▸ Your task
Reproduce the passage about white perch below word for word, in full.

▸ Passage provided
White perch can live in fresh or saltwater habitats, though they prefer brackish coastal waters. In New York, white perch are rapidly expanding inland, and now live in many of the state’s rivers (e.g. St. Lawrence, Seneca, Mohawk, Hudson) and lakes (e.g. Oneida & Chautauqua Lakes, Great Lakes Erie & Ontario). They can be found in schools in turbid shallow areas where they feed on fish, fish eggs, invertebrates, and zooplankton. In Oneida Lake, white perch enjoy a diet of yellow perch, emerald shiners, snails, amphipods, caddisflies, and other invertebrates.
White perch spawn in late spring (May – June). Schools of spawning white perch crowd into tributary streams or along gravel shoals in lakes and large rivers to deposit their eggs. Each female produces hundreds of thousands of eggs, which are deposited across the bottom with no parental care. The tiny eggs sink to the bottom and attach to vegetation and rocks. Eggs hatch in a few days to a week, depending on the water temperature. After hatching, the young feed primarily on zooplankton.

▸ Extracted data
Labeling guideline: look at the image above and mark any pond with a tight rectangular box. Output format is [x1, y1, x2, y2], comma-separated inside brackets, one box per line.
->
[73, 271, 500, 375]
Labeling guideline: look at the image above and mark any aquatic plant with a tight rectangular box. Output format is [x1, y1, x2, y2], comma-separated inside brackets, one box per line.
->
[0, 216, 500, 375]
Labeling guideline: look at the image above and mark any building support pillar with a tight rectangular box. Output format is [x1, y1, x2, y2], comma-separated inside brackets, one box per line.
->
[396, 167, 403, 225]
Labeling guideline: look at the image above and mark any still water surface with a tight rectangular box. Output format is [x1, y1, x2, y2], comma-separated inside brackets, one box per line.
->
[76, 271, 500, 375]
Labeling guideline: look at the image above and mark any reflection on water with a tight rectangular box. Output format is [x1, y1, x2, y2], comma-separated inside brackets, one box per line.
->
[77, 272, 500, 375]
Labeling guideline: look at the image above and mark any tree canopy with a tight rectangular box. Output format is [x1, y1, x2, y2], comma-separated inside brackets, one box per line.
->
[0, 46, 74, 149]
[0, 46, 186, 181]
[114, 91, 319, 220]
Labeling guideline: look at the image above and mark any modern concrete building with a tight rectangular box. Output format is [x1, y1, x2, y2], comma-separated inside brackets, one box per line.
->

▸ Task result
White perch can live in fresh or saltwater habitats, though they prefer brackish coastal waters. In New York, white perch are rapidly expanding inland, and now live in many of the state’s rivers (e.g. St. Lawrence, Seneca, Mohawk, Hudson) and lakes (e.g. Oneida & Chautauqua Lakes, Great Lakes Erie & Ontario). They can be found in schools in turbid shallow areas where they feed on fish, fish eggs, invertebrates, and zooplankton. In Oneida Lake, white perch enjoy a diet of yellow perch, emerald shiners, snails, amphipods, caddisflies, and other invertebrates.
White perch spawn in late spring (May – June). Schools of spawning white perch crowd into tributary streams or along gravel shoals in lakes and large rivers to deposit their eggs. Each female produces hundreds of thousands of eggs, which are deposited across the bottom with no parental care. The tiny eggs sink to the bottom and attach to vegetation and rocks. Eggs hatch in a few days to a week, depending on the water temperature. After hatching, the young feed primarily on zooplankton.